Collected data:

■ ■ ■

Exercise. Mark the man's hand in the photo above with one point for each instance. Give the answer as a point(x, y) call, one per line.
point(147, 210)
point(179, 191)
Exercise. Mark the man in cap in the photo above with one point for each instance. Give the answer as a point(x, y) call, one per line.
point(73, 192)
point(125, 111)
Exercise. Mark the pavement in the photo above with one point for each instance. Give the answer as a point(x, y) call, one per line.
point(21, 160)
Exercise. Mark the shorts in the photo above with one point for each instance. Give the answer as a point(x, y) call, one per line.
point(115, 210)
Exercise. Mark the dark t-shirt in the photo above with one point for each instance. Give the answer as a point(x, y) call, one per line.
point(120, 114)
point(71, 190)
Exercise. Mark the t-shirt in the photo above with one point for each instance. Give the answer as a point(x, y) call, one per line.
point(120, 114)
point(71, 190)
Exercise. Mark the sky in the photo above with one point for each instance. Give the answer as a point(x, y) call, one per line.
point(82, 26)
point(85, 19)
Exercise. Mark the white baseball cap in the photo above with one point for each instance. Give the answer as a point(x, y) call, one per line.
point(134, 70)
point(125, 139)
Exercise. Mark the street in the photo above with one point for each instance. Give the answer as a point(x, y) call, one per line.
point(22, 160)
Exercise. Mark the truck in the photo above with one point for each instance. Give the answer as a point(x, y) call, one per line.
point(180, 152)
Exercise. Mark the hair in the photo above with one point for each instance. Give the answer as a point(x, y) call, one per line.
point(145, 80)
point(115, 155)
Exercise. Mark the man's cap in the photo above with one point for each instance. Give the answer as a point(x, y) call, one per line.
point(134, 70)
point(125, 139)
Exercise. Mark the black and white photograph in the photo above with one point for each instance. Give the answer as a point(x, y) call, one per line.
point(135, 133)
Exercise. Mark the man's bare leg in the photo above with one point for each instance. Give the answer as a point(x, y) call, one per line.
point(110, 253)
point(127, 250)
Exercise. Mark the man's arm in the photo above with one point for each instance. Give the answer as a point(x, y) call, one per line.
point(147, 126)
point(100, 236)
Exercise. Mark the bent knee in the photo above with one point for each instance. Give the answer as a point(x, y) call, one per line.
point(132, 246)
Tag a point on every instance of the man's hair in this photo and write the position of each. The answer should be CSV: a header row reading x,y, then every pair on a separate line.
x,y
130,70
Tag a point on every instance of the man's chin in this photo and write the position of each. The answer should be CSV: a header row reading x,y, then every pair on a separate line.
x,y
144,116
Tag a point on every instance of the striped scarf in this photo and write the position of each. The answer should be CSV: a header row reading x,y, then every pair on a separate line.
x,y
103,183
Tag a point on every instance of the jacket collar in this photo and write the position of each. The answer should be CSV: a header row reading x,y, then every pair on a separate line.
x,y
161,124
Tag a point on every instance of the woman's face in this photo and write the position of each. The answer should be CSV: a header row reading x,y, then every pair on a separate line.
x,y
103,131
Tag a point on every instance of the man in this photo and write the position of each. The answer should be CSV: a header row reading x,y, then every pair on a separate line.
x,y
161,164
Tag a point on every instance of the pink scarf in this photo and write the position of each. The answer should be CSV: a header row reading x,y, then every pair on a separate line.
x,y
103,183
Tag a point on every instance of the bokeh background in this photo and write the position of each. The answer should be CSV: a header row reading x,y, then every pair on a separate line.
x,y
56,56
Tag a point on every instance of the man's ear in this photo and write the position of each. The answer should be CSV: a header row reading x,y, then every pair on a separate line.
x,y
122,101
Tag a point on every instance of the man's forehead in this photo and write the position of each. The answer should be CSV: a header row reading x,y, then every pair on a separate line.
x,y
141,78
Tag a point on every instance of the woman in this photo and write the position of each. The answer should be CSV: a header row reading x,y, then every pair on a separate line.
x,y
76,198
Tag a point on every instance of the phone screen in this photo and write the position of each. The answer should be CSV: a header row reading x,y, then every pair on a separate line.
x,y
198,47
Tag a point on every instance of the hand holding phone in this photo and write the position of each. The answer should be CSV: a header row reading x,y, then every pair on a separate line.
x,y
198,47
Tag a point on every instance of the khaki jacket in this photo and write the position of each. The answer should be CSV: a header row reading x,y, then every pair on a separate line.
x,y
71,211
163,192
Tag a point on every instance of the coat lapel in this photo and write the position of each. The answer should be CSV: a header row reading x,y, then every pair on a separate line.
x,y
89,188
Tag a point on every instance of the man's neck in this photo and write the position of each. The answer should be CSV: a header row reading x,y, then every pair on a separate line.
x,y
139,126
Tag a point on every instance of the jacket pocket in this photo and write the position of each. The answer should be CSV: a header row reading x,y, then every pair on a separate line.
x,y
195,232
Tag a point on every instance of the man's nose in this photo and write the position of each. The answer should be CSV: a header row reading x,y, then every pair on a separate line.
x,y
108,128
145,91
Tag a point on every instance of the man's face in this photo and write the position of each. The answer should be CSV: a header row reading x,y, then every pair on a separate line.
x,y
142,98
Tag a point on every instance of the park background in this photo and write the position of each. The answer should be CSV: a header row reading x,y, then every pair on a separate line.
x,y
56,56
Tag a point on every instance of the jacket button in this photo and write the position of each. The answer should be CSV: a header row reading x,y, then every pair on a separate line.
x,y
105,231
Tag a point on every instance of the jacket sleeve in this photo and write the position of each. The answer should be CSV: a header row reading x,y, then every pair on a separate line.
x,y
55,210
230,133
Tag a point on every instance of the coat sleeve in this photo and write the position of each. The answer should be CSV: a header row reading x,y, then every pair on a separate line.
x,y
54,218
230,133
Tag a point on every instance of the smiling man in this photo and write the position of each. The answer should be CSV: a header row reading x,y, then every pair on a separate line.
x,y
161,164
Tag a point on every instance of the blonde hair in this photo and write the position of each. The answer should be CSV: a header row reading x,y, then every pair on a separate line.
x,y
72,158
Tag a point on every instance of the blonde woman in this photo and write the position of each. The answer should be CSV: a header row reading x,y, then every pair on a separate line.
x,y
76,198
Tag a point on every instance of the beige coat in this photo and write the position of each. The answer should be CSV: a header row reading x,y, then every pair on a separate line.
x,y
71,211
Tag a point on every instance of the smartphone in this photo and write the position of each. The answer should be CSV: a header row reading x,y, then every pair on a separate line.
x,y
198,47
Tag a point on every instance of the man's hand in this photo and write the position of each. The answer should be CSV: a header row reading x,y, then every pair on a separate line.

■ ■ ■

Exercise brief: Your response needs to restate the lines above exactly.

Written response:
Exercise. Mark the man's hand in the photo above with one point for each instance. Give the answer as a point(x, y) call, one per line.
point(147, 210)
point(179, 191)
Exercise. Mark the man in cap in the photo above with one point for each instance. Give the answer as a point(x, y) call, one per line.
point(73, 192)
point(125, 111)
Exercise. Mark the pavement in the photo above with one point for each instance. Give the answer as a point(x, y) call, one per line.
point(21, 160)
Exercise. Mark the shorts in the photo above with one point for each instance. Give the answer as a point(x, y) call, one per line.
point(115, 210)
Exercise. Mark the dark t-shirt in the photo above with one point for each instance. Give the answer as a point(x, y) call, one per line.
point(120, 114)
point(71, 190)
Exercise. Mark the t-shirt in the photo above with one point for each instance. Give the answer as a point(x, y) call, one per line.
point(120, 114)
point(71, 190)
Exercise. Mark the sky in the photo above with one point for each instance. Give the answer as a point(x, y) call, one per line.
point(82, 26)
point(85, 19)
Exercise. Mark the white baseball cap in the photo above with one point for each instance. Give the answer as a point(x, y) call, one per line.
point(134, 70)
point(125, 139)
Exercise. Mark the street in the photo above with one point for each instance. Give the answer as a point(x, y) call, one per line.
point(22, 160)
Exercise. Mark the truck in the photo above with one point for each instance. Give the answer as a point(x, y) call, one per line.
point(180, 152)
Exercise. Mark the hair in the photo above with one point for each instance. Give the answer as a point(x, y) call, one per line.
point(145, 80)
point(115, 155)
Exercise. Mark the man's cap in the photo above with one point for each instance. Give the answer as a point(x, y) call, one per line.
point(134, 70)
point(125, 139)
Exercise. Mark the black and white photograph in the photo above with one point for each instance. Give the answer as a point(x, y) call, one per line.
point(135, 133)
Exercise. Mark the man's bare leg in the photo above with one point for each instance. Give the answer as a point(x, y) call, one per line.
point(110, 253)
point(127, 250)
Exercise. Mark the man's arm in the photo above with one point for each instance. Give the answer as a point(x, y) call, one per line.
point(147, 126)
point(100, 236)
Exercise. Mark the bent knee in the photo above with one point for each instance. Give the answer as a point(x, y) call, one per line.
point(132, 246)
Tag a point on every instance of the man's hair in this photo and write the position of each. The answer should be CSV: a header row reading x,y, then every pair on a separate line.
x,y
130,70
Tag a point on every instance of the man's chin in this photo and write the position of each. The answer should be CSV: a header row reading x,y, then every pair on a separate line.
x,y
144,116
Tag a point on every instance of the striped scarf in this photo and write the position of each. The answer should be CSV: a header row reading x,y, then every pair on a separate line.
x,y
103,183
Tag a point on every instance of the jacket collar in this photo and write the position of each. The answer should be CSV: a header row reading x,y, then every pair on a separate line.
x,y
161,124
Tag a point on every instance of the woman's face in this photo and write the position of each. The answer should be CSV: a header row reading x,y, then every pair on a separate line.
x,y
103,131
Tag a point on every instance of the man in this photo and write the position of each. The answer should be CSV: a header row reading x,y, then every pair on a separate line.
x,y
161,164
Tag a point on every instance of the pink scarf in this photo and write the position of each. The answer should be CSV: a header row reading x,y, then every pair on a separate line.
x,y
103,183
Tag a point on every instance of the bokeh background in this photo and write the position of each. The answer should be CSV: a header row reading x,y, then every pair on a separate line.
x,y
56,56
Tag a point on every instance of the man's ear in this photo and write the position of each. The answer should be CSV: a header row reading x,y, then every pair on a separate line.
x,y
122,101
Tag a point on every instance of the man's forehead in this photo and write the position of each. The answer should be CSV: a header row reading x,y, then every pair on a separate line.
x,y
141,78
Tag a point on every instance of the woman in this photo and write the position of each. The answer should be CSV: a header row reading x,y, then every pair on a separate line.
x,y
76,198
Tag a point on every instance of the phone screen in this photo and write the position of each. The answer should be CSV: a header row reading x,y, then every pair on a separate line.
x,y
198,47
Tag a point on every instance of the hand holding phone in this photo and write the position of each. The answer should be CSV: a header row reading x,y, then every pair on a separate line.
x,y
198,47
Tag a point on every instance of the khaki jacket in this photo and write the position of each. The answer should be CSV: a header row reading x,y, then every pair on a separate line.
x,y
71,211
163,192
Tag a point on every instance of the coat lapel in this photo and write the position of each. The answer should be CSV: a header row reading x,y, then every pair on a separate line.
x,y
89,188
Tag a point on every instance of the man's neck in this photo and write the position of each. The answer should be CSV: a header row reading x,y, then every pair on a separate line.
x,y
139,126
Tag a point on every instance of the jacket pocket in this photo and write the position of each. The answer should be CSV: a header row reading x,y, then every pair on a separate line.
x,y
195,232
Tag a point on every instance of the man's nose in this photo and write the position of each. The answer should be CSV: a header row reading x,y, then every pair on a separate line.
x,y
108,128
145,91
Tag a point on every instance of the man's face in this photo and write the position of each. The answer should be CSV: a header row reading x,y, then every pair on a separate line.
x,y
142,98
Tag a point on every instance of the park background in this photo and write the position of each. The answer should be CSV: a header row reading x,y, then every pair on a separate line.
x,y
56,56
Tag a point on every instance of the jacket button in this photo and write the position of each. The answer should be CSV: a header row reading x,y, then every pair on a separate line.
x,y
105,231
Tag a point on every instance of the jacket sleeve in this photo and write the position of each. The answer should be CSV: a header row reading x,y, then every pair on a separate line.
x,y
55,210
230,133
Tag a point on every instance of the coat sleeve in this photo and write the position of each. The answer should be CSV: a header row reading x,y, then every pair on a separate line.
x,y
54,218
230,133
Tag a point on every instance of the smiling man in this photo and write the position of each. The answer should be CSV: a header row reading x,y, then every pair on a separate line.
x,y
161,164
Tag a point on every instance of the blonde hair in this photo and write the position of each. The answer should be CSV: a header row reading x,y, then every pair on a separate line.
x,y
72,158
Tag a point on every instance of the blonde woman in this photo and write the position of each. The answer should be CSV: a header row reading x,y, then every pair on a separate line.
x,y
76,198
Tag a point on every instance of the beige coat in this photo and write the position of each. The answer should be CSV: a header row reading x,y, then every pair on a separate line.
x,y
71,211
Tag a point on every instance of the smartphone in this photo and write the position of each. The answer should be CSV: a header row reading x,y, then every pair on a separate line.
x,y
198,47
Tag a point on every instance of the man's hand in this photo and write the position of each. The answer should be CSV: a header row reading x,y, then every pair on a separate line.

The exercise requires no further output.